## Exercise set
A - List every company named in the passage on Uber's contract workers.
B - According to the passage on Uber's contract workers, what did Uber, Lyft and other companies help persuade the U.S. government to do?
C - Copy the section of the passage on Uber's contract workers starting with "The company also" and going on through "It's also gross.".

## Selected text
──────────────────────────────

More people are skipping Uber rides altogether, leaving drivers with little income. And contractors are exposed to health risks when they do drive for Uber or go grocery shopping for Instacart.

Blame Uber:
For years, Uber and its peers delayed a reckoning about its contract work force, which numbers in the millions.

Only recently, as lawsuits and laws questioned whether Uber workers are actually conventional employees, the company and others have stepped up their push for a "third way" to give workers some flexibility of contractor life with some employee-like protections.

Uber, Lyft and other companies are also using this crisis as an opportunity. They helped persuade the U.S. government to extend unemployment benefits to freelancers. That's good for millions of people in financial difficulty, but it also sticks American taxpayers with the bill for worker protections Uber could have provided all along.

Uber also is paying drivers and delivery couriers who can prove they're probably sick and are ordered to isolate themselves. It's not clear how many people are eligible for a payment or have received one.
ADVERTISEMENT
Continue reading the main story

The company also asked for a temporary legal break so it could offer some worker benefits, without those facts being used against it in court cases seeking to reclassify Uber workers as employees. That's an understandable step to protect Uber's business. It's also gross.

Blame ourselves, and our government:
I started writing this pointing the finger at Uber and other companies that summon contract workers at the tap of a smartphone app. It's not that simple, though.

──────────────────────────────

Raw records:
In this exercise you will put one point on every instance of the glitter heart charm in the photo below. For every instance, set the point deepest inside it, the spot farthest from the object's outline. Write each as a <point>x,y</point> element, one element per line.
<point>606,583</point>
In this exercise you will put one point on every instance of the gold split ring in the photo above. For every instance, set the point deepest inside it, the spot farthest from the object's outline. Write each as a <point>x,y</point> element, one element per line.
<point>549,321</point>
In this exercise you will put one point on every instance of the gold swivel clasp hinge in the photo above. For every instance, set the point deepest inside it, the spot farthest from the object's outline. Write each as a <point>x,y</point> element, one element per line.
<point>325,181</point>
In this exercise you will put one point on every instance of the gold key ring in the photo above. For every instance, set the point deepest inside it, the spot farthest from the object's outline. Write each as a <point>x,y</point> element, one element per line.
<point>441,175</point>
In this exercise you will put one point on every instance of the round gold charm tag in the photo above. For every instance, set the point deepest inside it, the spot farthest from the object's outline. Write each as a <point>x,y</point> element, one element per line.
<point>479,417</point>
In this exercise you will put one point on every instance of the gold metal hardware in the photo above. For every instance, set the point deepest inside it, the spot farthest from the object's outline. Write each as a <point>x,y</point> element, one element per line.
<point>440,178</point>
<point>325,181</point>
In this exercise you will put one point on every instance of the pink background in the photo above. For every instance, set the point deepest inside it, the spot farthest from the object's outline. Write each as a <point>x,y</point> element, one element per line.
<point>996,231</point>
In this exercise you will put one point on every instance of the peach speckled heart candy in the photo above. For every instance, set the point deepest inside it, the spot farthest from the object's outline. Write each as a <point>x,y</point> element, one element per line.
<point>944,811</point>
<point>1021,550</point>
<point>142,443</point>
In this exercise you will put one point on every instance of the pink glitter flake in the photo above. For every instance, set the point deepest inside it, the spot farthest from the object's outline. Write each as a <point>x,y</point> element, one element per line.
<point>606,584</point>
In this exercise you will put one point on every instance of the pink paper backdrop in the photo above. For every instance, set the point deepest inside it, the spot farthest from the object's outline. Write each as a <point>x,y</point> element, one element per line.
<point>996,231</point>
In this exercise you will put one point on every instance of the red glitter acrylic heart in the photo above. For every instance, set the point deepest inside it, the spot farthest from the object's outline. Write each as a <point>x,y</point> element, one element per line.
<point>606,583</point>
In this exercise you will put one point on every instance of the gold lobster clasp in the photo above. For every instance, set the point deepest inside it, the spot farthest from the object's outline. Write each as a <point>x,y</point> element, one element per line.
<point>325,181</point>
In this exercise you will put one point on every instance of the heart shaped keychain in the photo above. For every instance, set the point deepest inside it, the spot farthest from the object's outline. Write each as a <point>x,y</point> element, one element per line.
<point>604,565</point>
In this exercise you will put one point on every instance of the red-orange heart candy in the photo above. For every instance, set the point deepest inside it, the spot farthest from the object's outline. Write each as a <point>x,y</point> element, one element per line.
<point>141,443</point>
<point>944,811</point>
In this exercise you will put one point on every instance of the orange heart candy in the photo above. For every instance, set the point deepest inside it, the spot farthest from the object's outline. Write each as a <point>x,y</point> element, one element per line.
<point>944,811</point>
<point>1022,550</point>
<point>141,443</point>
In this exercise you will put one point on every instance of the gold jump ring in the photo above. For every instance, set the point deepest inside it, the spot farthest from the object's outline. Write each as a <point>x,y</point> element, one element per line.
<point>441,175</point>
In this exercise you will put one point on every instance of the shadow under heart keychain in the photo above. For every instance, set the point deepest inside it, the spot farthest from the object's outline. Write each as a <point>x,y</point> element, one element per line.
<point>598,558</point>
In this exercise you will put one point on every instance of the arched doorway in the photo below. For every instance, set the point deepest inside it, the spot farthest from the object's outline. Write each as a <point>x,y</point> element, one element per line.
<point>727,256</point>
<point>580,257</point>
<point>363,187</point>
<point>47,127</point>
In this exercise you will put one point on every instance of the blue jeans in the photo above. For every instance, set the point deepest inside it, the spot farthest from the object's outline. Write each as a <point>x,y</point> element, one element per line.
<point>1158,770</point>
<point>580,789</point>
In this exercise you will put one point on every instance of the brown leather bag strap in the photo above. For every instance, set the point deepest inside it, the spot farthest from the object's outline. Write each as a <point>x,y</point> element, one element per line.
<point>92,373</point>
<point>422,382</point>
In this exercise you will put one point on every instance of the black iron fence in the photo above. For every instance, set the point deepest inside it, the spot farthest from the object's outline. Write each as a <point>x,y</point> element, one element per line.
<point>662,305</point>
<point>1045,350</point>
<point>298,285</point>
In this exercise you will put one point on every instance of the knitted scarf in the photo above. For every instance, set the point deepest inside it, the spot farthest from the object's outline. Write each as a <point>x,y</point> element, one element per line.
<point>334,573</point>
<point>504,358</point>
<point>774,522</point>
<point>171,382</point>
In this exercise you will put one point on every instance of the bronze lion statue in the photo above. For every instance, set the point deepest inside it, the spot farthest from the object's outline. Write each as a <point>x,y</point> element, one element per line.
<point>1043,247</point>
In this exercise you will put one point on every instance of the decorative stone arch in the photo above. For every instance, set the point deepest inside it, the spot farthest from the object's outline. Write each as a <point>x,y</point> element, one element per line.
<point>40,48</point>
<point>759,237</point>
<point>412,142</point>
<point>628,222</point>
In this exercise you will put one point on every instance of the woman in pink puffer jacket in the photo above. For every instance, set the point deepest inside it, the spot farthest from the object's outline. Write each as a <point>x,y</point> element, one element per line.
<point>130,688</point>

──────────────────────────────

## Worked solutions
A - Uber, Instacart, Lyft

B - They helped persuade it to extend unemployment benefits to freelancers.

C -
The company also asked for a temporary legal break so it could offer some worker benefits, without those facts being used against it in court cases seeking to reclassify Uber workers as employees. That's an understandable step to protect Uber's business. It's also gross.